Identify all lines of the data containing the string "flooring" and copy them.

--- Source material Enclosed Below ---

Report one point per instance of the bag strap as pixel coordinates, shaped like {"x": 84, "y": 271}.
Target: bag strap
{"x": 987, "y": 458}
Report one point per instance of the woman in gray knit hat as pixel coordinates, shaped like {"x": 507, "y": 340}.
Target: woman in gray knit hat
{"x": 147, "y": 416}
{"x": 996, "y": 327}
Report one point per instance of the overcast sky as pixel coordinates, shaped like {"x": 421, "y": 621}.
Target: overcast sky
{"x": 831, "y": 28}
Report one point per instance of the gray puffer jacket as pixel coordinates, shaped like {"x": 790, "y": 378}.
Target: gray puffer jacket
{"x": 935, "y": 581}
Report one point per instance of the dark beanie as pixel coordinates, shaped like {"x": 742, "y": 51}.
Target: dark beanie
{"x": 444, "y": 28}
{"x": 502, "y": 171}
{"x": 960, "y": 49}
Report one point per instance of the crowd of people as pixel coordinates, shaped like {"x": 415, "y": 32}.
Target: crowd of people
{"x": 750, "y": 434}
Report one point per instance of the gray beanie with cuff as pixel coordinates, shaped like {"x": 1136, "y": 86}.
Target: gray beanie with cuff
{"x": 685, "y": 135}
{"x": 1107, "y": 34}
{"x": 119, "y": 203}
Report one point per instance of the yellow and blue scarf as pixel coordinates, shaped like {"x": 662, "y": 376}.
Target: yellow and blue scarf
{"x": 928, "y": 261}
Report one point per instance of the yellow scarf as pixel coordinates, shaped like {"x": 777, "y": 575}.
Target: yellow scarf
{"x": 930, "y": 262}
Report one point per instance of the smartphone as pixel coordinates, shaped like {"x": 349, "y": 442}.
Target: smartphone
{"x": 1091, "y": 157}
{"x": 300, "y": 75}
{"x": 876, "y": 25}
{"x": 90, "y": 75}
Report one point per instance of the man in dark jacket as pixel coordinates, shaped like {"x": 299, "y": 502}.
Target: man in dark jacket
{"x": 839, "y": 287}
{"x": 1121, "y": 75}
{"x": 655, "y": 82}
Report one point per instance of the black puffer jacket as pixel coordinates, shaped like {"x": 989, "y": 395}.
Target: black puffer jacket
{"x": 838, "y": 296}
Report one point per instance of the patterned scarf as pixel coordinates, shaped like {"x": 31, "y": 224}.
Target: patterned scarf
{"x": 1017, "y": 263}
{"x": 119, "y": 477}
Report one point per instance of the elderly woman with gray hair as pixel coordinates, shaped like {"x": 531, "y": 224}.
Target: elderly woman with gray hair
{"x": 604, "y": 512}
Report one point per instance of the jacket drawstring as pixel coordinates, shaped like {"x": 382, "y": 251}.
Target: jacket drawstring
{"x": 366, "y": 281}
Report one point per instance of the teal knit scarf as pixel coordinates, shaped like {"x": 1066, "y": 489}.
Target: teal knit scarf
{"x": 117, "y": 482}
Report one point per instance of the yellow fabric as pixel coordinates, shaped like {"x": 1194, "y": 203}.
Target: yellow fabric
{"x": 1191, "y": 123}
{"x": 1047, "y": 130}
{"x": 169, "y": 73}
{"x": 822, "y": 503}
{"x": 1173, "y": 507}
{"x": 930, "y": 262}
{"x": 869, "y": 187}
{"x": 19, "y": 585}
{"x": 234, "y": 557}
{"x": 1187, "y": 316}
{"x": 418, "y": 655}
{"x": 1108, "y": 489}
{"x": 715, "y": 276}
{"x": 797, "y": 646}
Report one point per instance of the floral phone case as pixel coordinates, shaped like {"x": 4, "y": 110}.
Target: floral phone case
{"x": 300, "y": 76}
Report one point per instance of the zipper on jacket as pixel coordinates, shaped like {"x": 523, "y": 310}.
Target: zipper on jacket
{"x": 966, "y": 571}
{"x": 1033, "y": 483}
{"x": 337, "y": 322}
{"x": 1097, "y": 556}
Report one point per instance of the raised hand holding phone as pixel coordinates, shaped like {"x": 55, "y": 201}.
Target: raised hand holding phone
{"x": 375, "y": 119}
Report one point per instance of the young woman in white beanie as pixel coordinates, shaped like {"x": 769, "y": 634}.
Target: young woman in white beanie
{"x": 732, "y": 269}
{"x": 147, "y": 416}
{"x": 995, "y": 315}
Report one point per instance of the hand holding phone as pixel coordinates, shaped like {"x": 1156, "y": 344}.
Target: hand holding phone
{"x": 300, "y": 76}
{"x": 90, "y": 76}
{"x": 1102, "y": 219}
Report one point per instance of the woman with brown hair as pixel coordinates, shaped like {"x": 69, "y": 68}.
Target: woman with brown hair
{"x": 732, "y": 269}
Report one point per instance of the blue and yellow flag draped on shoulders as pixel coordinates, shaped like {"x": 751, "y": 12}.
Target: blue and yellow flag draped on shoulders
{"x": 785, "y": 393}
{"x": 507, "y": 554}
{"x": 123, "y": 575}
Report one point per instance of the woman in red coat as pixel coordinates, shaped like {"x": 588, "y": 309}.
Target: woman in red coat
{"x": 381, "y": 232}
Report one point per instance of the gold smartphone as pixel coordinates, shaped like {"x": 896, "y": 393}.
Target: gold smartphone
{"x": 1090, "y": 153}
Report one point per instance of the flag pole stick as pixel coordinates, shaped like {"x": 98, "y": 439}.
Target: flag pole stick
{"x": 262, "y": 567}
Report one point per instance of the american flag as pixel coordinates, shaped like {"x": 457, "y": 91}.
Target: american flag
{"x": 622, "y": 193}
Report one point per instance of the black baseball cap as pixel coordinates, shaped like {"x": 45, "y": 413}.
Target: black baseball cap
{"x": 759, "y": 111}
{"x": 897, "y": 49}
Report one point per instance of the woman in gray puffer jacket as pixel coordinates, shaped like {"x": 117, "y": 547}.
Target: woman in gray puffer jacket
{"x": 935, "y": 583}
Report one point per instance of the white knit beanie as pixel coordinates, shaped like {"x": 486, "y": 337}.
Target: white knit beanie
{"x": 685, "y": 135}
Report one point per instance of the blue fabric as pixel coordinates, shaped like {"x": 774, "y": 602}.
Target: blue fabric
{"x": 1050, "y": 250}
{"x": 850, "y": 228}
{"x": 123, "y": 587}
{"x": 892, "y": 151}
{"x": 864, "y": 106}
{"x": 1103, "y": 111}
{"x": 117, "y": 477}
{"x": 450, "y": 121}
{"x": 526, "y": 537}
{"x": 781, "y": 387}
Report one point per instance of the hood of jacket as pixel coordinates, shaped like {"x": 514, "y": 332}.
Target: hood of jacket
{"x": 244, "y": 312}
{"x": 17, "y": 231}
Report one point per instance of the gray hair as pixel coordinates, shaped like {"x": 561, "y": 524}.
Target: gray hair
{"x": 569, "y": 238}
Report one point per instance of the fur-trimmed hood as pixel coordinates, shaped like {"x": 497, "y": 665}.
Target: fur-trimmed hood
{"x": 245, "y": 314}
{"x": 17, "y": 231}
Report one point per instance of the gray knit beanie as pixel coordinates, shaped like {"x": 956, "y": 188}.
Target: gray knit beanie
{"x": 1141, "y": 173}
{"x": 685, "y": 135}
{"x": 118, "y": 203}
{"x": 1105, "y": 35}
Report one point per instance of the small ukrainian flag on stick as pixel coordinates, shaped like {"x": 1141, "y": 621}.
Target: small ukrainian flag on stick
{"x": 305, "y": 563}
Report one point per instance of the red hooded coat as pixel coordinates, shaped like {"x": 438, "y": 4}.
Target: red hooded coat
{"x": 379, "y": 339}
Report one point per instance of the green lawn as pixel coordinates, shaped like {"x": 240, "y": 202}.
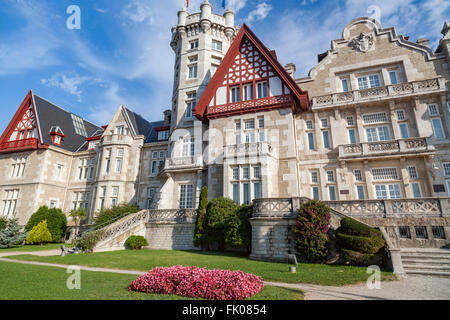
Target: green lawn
{"x": 30, "y": 248}
{"x": 27, "y": 282}
{"x": 270, "y": 271}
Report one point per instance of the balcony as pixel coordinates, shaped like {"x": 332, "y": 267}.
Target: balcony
{"x": 247, "y": 149}
{"x": 383, "y": 148}
{"x": 379, "y": 93}
{"x": 19, "y": 145}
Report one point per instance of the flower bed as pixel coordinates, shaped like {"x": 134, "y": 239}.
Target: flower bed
{"x": 197, "y": 282}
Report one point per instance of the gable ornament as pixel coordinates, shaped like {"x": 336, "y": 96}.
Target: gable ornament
{"x": 363, "y": 42}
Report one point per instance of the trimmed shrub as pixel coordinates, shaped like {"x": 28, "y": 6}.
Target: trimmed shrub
{"x": 56, "y": 222}
{"x": 136, "y": 242}
{"x": 368, "y": 245}
{"x": 218, "y": 212}
{"x": 39, "y": 234}
{"x": 12, "y": 235}
{"x": 355, "y": 228}
{"x": 88, "y": 240}
{"x": 196, "y": 282}
{"x": 238, "y": 231}
{"x": 199, "y": 236}
{"x": 107, "y": 216}
{"x": 313, "y": 220}
{"x": 360, "y": 259}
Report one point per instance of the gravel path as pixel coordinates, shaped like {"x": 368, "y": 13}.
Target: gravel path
{"x": 410, "y": 288}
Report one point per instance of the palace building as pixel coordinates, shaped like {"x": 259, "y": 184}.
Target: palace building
{"x": 371, "y": 121}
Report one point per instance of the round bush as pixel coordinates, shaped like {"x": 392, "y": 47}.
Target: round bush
{"x": 360, "y": 259}
{"x": 368, "y": 245}
{"x": 136, "y": 242}
{"x": 56, "y": 222}
{"x": 355, "y": 228}
{"x": 199, "y": 283}
{"x": 313, "y": 220}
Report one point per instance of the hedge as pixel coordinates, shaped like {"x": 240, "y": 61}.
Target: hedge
{"x": 368, "y": 245}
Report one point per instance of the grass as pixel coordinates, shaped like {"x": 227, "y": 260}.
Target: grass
{"x": 27, "y": 282}
{"x": 32, "y": 248}
{"x": 145, "y": 260}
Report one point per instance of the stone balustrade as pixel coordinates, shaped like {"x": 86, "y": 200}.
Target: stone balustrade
{"x": 402, "y": 89}
{"x": 401, "y": 146}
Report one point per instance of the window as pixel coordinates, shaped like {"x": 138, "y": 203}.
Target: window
{"x": 421, "y": 232}
{"x": 262, "y": 90}
{"x": 352, "y": 136}
{"x": 344, "y": 85}
{"x": 18, "y": 167}
{"x": 385, "y": 174}
{"x": 393, "y": 77}
{"x": 330, "y": 176}
{"x": 248, "y": 92}
{"x": 412, "y": 170}
{"x": 192, "y": 71}
{"x": 404, "y": 132}
{"x": 375, "y": 118}
{"x": 358, "y": 175}
{"x": 350, "y": 121}
{"x": 438, "y": 232}
{"x": 388, "y": 191}
{"x": 217, "y": 45}
{"x": 315, "y": 192}
{"x": 446, "y": 167}
{"x": 10, "y": 203}
{"x": 249, "y": 124}
{"x": 186, "y": 193}
{"x": 360, "y": 192}
{"x": 235, "y": 94}
{"x": 311, "y": 141}
{"x": 404, "y": 232}
{"x": 401, "y": 115}
{"x": 417, "y": 192}
{"x": 437, "y": 128}
{"x": 188, "y": 147}
{"x": 378, "y": 134}
{"x": 433, "y": 110}
{"x": 194, "y": 44}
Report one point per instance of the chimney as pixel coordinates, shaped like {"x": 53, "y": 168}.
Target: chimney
{"x": 423, "y": 42}
{"x": 290, "y": 69}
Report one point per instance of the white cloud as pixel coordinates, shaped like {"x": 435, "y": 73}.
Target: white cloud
{"x": 260, "y": 13}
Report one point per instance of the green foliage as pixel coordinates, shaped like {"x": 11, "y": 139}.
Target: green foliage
{"x": 108, "y": 216}
{"x": 199, "y": 237}
{"x": 136, "y": 242}
{"x": 238, "y": 231}
{"x": 39, "y": 234}
{"x": 313, "y": 220}
{"x": 218, "y": 213}
{"x": 3, "y": 223}
{"x": 56, "y": 222}
{"x": 360, "y": 259}
{"x": 368, "y": 245}
{"x": 12, "y": 234}
{"x": 88, "y": 240}
{"x": 355, "y": 228}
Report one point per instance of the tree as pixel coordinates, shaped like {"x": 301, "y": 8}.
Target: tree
{"x": 199, "y": 236}
{"x": 12, "y": 234}
{"x": 56, "y": 222}
{"x": 77, "y": 216}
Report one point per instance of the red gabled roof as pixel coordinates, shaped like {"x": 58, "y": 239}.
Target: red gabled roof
{"x": 300, "y": 96}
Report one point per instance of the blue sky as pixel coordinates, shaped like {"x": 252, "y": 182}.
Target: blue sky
{"x": 121, "y": 54}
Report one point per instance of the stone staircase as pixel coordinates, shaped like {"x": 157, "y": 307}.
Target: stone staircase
{"x": 426, "y": 261}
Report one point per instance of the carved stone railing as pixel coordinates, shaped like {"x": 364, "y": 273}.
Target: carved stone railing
{"x": 401, "y": 146}
{"x": 174, "y": 215}
{"x": 402, "y": 89}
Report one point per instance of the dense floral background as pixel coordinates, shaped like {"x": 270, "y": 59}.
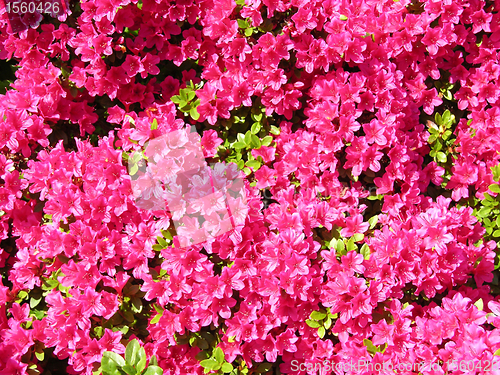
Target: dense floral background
{"x": 368, "y": 135}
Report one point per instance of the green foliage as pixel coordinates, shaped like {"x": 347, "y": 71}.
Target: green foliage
{"x": 440, "y": 138}
{"x": 372, "y": 349}
{"x": 185, "y": 101}
{"x": 217, "y": 363}
{"x": 322, "y": 320}
{"x": 247, "y": 130}
{"x": 487, "y": 211}
{"x": 134, "y": 362}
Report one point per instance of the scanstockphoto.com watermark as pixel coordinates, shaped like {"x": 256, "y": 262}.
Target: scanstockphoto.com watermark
{"x": 361, "y": 366}
{"x": 170, "y": 173}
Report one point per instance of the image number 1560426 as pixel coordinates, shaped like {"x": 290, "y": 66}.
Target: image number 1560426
{"x": 22, "y": 7}
{"x": 30, "y": 13}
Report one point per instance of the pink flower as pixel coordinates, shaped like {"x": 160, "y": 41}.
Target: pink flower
{"x": 354, "y": 224}
{"x": 132, "y": 65}
{"x": 430, "y": 99}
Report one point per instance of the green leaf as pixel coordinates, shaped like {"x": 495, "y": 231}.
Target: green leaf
{"x": 257, "y": 117}
{"x": 254, "y": 164}
{"x": 479, "y": 304}
{"x": 239, "y": 145}
{"x": 438, "y": 119}
{"x": 321, "y": 332}
{"x": 496, "y": 172}
{"x": 243, "y": 24}
{"x": 494, "y": 188}
{"x": 109, "y": 367}
{"x": 114, "y": 357}
{"x": 267, "y": 140}
{"x": 328, "y": 323}
{"x": 248, "y": 137}
{"x": 227, "y": 368}
{"x": 176, "y": 99}
{"x": 141, "y": 364}
{"x": 255, "y": 128}
{"x": 136, "y": 303}
{"x": 191, "y": 95}
{"x": 313, "y": 323}
{"x": 35, "y": 301}
{"x": 210, "y": 364}
{"x": 365, "y": 251}
{"x": 441, "y": 157}
{"x": 219, "y": 355}
{"x": 40, "y": 356}
{"x": 131, "y": 351}
{"x": 372, "y": 349}
{"x": 446, "y": 116}
{"x": 156, "y": 319}
{"x": 162, "y": 241}
{"x": 130, "y": 370}
{"x": 153, "y": 361}
{"x": 340, "y": 247}
{"x": 373, "y": 221}
{"x": 153, "y": 370}
{"x": 483, "y": 212}
{"x": 255, "y": 141}
{"x": 358, "y": 237}
{"x": 133, "y": 169}
{"x": 264, "y": 367}
{"x": 351, "y": 246}
{"x": 318, "y": 315}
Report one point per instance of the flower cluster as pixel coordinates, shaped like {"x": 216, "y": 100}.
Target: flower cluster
{"x": 372, "y": 126}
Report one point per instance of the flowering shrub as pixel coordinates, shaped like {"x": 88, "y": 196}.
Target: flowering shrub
{"x": 367, "y": 132}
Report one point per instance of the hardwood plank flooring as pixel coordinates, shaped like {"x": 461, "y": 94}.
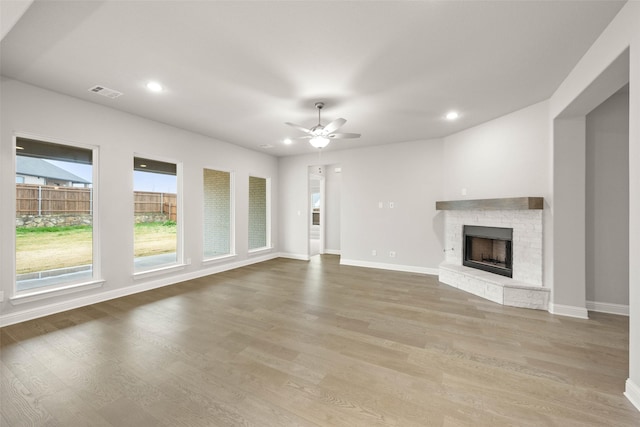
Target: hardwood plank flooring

--- End of Enclosed Source material ---

:: Answer to this exercise ::
Report one point per instance of the hardwood plank flooring as pixel coordinates, shaped like {"x": 461, "y": 94}.
Target: hardwood plank flooring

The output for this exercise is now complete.